__What you are asked to do__:
Count the lines in the data below that contain the string "headlight", matching case exactly, and give only that number.

┄┄┄┄┄┄┄┄┄┄

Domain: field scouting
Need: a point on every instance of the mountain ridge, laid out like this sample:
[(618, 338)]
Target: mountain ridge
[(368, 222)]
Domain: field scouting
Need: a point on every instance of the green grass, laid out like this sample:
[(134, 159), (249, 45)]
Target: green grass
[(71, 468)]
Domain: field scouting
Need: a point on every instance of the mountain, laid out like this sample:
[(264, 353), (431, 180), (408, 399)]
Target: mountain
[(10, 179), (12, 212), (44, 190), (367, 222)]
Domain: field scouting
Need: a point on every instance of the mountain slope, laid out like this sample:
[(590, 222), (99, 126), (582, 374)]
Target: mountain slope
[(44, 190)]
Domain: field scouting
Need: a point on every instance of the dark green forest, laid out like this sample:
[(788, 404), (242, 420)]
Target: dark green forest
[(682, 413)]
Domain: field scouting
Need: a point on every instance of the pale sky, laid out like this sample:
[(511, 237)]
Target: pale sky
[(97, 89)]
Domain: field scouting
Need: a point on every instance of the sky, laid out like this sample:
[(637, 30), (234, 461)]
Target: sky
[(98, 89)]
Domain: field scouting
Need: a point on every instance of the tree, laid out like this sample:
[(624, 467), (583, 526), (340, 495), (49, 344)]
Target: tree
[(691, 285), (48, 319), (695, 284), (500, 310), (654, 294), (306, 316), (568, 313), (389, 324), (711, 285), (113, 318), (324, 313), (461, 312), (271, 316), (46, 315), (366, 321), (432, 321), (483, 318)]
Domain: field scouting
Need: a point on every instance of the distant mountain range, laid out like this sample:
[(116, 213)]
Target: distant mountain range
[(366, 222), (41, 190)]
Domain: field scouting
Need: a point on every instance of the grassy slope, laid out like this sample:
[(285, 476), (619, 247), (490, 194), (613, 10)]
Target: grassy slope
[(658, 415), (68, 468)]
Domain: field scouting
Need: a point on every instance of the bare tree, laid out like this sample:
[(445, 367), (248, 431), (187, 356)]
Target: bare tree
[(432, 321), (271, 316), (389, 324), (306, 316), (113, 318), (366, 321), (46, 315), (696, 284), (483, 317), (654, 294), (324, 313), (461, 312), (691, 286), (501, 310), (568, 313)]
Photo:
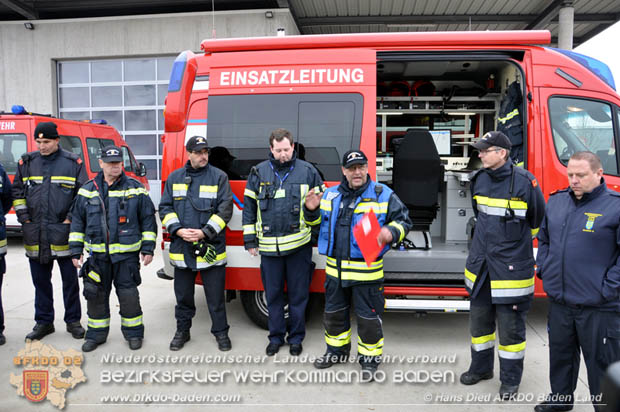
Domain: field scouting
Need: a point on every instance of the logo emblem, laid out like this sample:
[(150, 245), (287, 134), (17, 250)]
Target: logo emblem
[(35, 385), (590, 223)]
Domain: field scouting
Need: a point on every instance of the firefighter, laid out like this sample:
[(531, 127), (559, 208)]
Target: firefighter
[(499, 272), (44, 187), (114, 217), (5, 205), (349, 278), (274, 226), (195, 208), (578, 261)]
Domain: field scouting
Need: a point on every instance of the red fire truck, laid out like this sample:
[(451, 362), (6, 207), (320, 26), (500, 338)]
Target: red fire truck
[(337, 92)]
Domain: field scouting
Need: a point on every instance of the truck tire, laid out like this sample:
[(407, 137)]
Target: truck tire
[(255, 306)]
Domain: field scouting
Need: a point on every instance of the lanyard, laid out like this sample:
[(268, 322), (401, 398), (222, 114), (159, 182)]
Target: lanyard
[(285, 176)]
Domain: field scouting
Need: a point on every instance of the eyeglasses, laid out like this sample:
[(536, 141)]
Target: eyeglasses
[(485, 151)]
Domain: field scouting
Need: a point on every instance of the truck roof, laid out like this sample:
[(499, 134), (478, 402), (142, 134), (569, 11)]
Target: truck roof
[(381, 40)]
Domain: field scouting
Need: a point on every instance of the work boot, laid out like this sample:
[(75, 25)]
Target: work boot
[(90, 345), (180, 337), (368, 372), (329, 359), (470, 378), (40, 331), (76, 330), (135, 343), (272, 348), (507, 392), (223, 342)]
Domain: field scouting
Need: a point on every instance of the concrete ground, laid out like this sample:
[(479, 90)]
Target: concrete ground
[(434, 348)]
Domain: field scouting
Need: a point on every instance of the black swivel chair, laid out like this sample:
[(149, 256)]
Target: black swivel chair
[(417, 178)]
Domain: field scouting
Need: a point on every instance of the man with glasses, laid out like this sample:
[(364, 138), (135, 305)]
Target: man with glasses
[(499, 272), (195, 208)]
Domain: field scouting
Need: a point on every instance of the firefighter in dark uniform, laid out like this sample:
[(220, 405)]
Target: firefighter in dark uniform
[(274, 226), (195, 208), (349, 278), (114, 218), (499, 272), (45, 185), (579, 263), (5, 205)]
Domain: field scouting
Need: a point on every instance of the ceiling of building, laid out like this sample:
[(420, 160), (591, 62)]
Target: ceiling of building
[(354, 16)]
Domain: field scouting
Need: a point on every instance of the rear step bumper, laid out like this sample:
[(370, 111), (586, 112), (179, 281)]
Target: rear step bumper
[(428, 305)]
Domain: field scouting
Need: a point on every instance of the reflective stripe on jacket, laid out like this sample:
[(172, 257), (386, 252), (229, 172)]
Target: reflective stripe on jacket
[(196, 199), (43, 190), (506, 223), (273, 218), (122, 226)]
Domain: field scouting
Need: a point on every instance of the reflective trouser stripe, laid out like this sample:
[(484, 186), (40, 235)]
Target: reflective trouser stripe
[(339, 340), (481, 343), (131, 322), (369, 349), (516, 351), (98, 323)]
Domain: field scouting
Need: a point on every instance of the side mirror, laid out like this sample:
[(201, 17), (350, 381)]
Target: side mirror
[(141, 169)]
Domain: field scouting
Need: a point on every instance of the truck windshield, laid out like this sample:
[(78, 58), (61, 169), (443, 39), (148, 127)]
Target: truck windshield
[(13, 146), (581, 124), (324, 127)]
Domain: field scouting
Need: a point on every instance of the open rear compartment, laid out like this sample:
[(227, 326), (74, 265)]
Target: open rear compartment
[(430, 106)]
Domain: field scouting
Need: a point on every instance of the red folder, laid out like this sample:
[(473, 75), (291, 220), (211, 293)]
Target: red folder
[(366, 232)]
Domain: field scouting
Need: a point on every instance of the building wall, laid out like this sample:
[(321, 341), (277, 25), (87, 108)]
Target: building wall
[(27, 57)]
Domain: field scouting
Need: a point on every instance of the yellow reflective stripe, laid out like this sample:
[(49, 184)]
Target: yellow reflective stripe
[(169, 217), (128, 192), (249, 193), (94, 276), (508, 116), (369, 349), (518, 347), (38, 179), (131, 322), (339, 340), (512, 284), (364, 207), (76, 237), (123, 248), (400, 228), (218, 221), (149, 236), (494, 202), (483, 339), (98, 323), (87, 193), (218, 258), (95, 247)]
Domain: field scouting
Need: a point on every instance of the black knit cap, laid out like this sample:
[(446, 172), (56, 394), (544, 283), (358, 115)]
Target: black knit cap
[(46, 130)]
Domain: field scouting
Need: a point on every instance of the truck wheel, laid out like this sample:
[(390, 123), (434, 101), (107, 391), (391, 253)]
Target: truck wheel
[(255, 306)]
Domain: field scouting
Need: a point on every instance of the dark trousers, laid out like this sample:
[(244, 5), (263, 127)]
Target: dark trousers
[(44, 294), (368, 302), (510, 320), (125, 275), (2, 270), (213, 283), (574, 330), (296, 270)]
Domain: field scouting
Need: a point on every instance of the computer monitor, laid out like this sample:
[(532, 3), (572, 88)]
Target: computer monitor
[(443, 141)]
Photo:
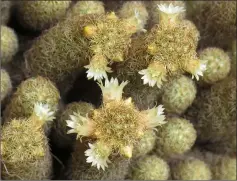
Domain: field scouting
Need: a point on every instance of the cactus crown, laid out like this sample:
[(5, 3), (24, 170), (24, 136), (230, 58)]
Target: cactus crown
[(117, 125)]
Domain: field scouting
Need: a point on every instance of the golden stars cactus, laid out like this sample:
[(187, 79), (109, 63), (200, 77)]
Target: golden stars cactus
[(25, 153), (6, 84), (80, 170), (179, 95), (150, 167), (145, 144), (29, 92), (223, 167), (9, 44), (217, 64), (135, 10), (116, 126), (40, 15), (60, 136), (217, 115), (86, 7), (216, 21), (171, 54), (190, 168), (175, 138), (66, 48), (5, 11)]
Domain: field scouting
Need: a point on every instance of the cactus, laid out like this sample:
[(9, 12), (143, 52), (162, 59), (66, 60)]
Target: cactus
[(216, 21), (179, 95), (135, 10), (150, 168), (111, 124), (63, 50), (5, 11), (223, 167), (6, 84), (29, 92), (80, 170), (9, 44), (175, 138), (60, 136), (24, 147), (154, 9), (86, 7), (191, 168), (171, 55), (40, 15), (217, 64), (145, 144), (217, 115)]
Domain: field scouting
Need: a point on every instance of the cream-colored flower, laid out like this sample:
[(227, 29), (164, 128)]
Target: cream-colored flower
[(155, 116), (199, 71), (97, 68), (98, 155), (112, 90), (153, 75), (170, 9), (80, 125), (43, 112)]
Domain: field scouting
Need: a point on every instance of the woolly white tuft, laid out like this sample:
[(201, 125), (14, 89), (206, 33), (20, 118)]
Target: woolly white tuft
[(170, 9), (79, 124), (199, 71), (98, 156), (43, 112), (112, 90), (155, 116)]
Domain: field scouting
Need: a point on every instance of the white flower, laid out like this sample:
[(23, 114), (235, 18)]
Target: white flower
[(199, 71), (80, 125), (98, 155), (97, 68), (155, 116), (112, 89), (43, 112), (170, 9), (152, 78)]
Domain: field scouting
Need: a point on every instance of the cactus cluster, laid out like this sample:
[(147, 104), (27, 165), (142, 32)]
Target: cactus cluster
[(28, 157), (40, 15), (122, 132), (94, 90)]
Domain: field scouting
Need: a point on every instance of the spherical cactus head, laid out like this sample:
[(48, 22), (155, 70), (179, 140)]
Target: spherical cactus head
[(9, 44), (145, 144), (31, 91), (40, 15), (191, 169), (6, 84), (150, 167), (175, 138), (217, 63), (136, 12), (223, 167), (25, 151), (179, 95)]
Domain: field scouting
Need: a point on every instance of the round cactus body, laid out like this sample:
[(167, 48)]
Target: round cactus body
[(179, 95), (9, 44), (6, 85), (40, 15), (150, 168), (217, 63), (175, 138)]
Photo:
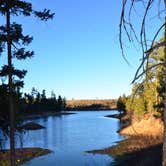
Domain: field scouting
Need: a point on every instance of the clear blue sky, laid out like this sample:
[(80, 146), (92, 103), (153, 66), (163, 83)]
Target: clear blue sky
[(77, 54)]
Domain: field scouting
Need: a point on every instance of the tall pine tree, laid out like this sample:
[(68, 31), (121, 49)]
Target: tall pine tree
[(14, 41)]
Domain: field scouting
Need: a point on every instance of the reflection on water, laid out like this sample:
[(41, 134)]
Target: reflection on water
[(70, 137)]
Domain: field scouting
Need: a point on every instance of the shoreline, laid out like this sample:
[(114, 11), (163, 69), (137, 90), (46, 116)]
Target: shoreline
[(139, 149), (45, 114)]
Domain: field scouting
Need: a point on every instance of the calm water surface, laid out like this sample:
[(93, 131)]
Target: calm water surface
[(70, 136)]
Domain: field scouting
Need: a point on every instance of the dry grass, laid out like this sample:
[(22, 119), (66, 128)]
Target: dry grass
[(146, 126), (131, 144)]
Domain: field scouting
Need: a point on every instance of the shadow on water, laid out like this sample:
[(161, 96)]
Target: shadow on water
[(70, 137)]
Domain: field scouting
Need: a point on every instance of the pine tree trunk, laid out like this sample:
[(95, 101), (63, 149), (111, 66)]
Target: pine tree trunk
[(164, 140), (10, 83)]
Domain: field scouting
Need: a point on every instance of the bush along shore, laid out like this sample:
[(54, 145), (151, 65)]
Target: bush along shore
[(142, 147)]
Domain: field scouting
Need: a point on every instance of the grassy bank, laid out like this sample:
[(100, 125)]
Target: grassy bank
[(22, 155), (143, 147)]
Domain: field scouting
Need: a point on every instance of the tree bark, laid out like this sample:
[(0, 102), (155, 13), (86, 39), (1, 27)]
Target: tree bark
[(10, 84), (164, 140)]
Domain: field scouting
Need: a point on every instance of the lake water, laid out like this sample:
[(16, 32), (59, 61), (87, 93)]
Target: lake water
[(70, 136)]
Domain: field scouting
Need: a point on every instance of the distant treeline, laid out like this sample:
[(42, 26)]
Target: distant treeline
[(91, 104), (30, 103), (37, 102)]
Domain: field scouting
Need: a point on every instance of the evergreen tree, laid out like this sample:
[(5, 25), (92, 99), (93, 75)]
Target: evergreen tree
[(14, 41)]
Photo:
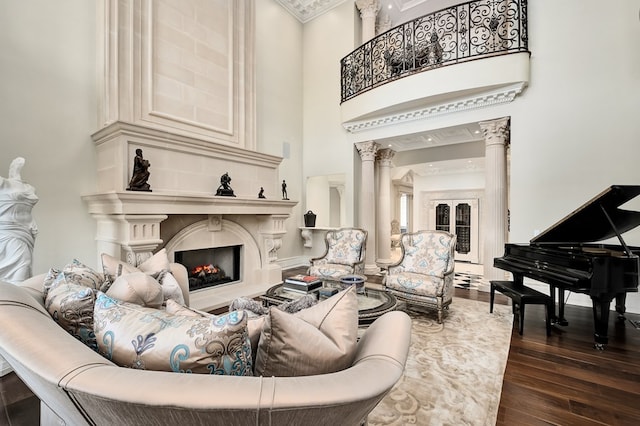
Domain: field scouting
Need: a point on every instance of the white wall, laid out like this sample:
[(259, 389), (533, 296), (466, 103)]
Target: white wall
[(47, 114), (279, 108), (327, 39)]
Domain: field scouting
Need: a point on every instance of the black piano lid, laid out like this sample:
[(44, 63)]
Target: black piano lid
[(596, 220)]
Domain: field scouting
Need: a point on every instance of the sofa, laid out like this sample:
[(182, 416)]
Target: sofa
[(76, 385)]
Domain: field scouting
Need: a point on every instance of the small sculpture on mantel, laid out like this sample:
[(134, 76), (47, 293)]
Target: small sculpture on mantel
[(225, 186), (140, 174)]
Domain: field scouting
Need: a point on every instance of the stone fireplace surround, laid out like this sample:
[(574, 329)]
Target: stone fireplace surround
[(181, 212)]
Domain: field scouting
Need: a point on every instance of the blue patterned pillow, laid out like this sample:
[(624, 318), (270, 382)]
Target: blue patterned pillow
[(151, 339), (71, 306)]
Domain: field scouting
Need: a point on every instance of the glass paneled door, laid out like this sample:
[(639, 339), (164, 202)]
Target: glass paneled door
[(459, 217)]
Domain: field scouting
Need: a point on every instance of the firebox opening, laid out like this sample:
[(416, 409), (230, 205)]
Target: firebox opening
[(210, 267)]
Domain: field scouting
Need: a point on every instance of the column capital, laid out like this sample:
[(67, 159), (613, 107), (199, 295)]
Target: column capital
[(368, 8), (496, 132), (367, 150), (385, 156)]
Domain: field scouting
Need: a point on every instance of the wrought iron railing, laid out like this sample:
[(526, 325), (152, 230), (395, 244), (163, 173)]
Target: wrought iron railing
[(468, 31)]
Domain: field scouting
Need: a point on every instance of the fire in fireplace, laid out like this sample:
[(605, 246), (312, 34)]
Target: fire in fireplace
[(211, 266)]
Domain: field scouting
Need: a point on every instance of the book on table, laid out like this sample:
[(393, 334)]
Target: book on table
[(302, 283)]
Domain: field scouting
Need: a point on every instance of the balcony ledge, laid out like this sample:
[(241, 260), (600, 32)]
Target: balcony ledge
[(458, 87)]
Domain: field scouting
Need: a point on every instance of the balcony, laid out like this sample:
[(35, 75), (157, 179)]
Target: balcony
[(461, 57)]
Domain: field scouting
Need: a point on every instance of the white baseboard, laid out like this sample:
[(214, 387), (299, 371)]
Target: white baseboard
[(5, 368)]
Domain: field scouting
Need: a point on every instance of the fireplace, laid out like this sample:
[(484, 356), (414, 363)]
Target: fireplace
[(210, 267)]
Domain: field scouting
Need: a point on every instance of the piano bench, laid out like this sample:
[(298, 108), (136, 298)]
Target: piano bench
[(520, 296)]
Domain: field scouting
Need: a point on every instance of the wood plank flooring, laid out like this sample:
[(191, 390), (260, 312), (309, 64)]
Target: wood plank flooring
[(555, 380)]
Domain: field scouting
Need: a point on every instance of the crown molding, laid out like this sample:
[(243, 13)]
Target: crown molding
[(494, 97), (306, 10)]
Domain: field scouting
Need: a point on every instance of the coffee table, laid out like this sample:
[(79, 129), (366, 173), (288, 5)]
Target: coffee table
[(372, 303)]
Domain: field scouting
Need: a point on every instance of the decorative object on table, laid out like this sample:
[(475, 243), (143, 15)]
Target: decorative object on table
[(293, 306), (325, 293), (310, 219), (344, 254), (353, 280), (302, 283), (225, 186), (256, 308), (250, 305), (17, 227), (424, 274), (140, 174)]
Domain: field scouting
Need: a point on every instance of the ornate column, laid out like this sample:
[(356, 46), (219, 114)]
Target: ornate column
[(384, 206), (368, 12), (496, 135), (130, 237), (367, 151)]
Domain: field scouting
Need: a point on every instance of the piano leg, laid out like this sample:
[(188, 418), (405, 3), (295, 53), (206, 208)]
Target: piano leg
[(559, 319), (601, 306), (621, 305)]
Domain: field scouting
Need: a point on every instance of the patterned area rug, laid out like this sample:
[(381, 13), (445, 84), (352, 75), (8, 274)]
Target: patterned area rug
[(454, 371), (471, 281)]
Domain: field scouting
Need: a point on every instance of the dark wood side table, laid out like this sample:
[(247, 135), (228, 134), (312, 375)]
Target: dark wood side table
[(372, 303)]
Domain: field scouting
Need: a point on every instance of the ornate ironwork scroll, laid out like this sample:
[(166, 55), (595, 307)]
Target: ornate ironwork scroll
[(452, 35)]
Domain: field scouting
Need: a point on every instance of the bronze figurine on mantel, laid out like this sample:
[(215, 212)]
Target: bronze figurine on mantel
[(225, 186), (140, 174)]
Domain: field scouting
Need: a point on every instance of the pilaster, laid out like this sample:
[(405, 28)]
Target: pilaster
[(367, 151), (368, 13), (384, 206), (496, 135)]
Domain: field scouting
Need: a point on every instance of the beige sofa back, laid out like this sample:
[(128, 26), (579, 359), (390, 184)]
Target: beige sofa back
[(78, 386)]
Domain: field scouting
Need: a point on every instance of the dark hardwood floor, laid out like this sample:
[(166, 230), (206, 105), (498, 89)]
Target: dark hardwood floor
[(555, 380)]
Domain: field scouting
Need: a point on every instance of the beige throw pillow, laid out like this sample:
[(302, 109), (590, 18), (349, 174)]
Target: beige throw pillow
[(318, 340), (157, 266), (138, 288)]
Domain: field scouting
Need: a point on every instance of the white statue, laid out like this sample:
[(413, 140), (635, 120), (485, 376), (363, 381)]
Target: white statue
[(17, 228)]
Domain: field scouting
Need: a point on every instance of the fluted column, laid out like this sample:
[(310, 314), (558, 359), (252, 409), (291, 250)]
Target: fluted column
[(384, 205), (496, 136), (367, 151), (368, 13)]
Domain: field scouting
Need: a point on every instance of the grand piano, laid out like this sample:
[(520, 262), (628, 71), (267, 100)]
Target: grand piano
[(567, 257)]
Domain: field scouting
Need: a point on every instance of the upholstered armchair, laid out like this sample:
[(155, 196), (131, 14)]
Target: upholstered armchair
[(344, 254), (424, 274), (395, 233)]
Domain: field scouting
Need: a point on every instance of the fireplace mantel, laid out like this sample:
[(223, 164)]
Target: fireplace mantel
[(129, 223), (133, 202)]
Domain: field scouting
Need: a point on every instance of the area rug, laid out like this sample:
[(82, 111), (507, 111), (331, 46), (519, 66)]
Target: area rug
[(454, 371)]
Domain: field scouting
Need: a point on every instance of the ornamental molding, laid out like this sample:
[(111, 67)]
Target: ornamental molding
[(495, 97), (306, 10)]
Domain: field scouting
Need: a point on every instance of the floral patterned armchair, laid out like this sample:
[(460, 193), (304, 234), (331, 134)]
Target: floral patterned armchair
[(344, 254), (424, 274)]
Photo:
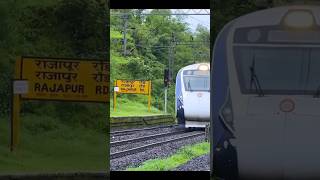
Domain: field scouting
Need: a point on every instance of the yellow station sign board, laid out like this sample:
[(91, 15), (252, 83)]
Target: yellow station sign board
[(132, 87), (65, 79)]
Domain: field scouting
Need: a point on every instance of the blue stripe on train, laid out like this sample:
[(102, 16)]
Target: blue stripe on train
[(179, 100), (224, 160)]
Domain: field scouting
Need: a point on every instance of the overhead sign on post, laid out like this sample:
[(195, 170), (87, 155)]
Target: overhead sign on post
[(132, 87)]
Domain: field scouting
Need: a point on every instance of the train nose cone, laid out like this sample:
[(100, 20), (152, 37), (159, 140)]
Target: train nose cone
[(197, 106)]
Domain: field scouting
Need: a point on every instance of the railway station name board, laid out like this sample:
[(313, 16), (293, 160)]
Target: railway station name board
[(132, 87), (65, 79)]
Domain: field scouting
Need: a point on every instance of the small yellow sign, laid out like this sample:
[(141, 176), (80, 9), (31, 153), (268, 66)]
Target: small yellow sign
[(65, 79), (133, 86)]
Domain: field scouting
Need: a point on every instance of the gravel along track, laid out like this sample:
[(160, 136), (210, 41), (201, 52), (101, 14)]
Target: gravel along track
[(136, 134), (201, 163), (164, 150)]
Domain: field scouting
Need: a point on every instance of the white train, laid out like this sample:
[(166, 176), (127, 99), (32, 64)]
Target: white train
[(266, 83), (193, 95)]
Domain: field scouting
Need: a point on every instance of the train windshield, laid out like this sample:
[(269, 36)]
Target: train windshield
[(279, 70), (196, 83)]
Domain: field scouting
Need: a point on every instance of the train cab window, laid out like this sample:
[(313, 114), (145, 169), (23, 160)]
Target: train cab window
[(196, 83), (277, 71)]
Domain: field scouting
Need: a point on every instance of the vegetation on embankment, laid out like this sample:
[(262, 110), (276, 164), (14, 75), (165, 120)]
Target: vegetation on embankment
[(49, 145)]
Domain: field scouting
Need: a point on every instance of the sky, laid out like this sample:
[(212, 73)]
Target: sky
[(193, 20)]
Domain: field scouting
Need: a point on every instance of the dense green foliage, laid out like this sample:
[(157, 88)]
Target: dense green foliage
[(148, 44), (51, 28)]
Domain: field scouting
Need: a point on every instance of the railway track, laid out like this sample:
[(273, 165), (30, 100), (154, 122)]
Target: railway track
[(143, 147), (115, 133)]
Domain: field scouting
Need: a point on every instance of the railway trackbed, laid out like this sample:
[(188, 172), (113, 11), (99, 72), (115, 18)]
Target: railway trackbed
[(122, 142), (121, 153)]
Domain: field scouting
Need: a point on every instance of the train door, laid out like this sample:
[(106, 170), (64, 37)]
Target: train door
[(302, 130), (302, 145), (260, 138)]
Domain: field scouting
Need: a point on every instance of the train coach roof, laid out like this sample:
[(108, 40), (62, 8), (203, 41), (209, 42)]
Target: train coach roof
[(271, 16), (195, 66)]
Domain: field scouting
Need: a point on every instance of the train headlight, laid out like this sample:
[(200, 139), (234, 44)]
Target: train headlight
[(203, 67), (299, 19)]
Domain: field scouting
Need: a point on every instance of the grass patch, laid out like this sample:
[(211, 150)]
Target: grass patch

┄┄┄┄┄┄┄┄┄┄

__The reply__:
2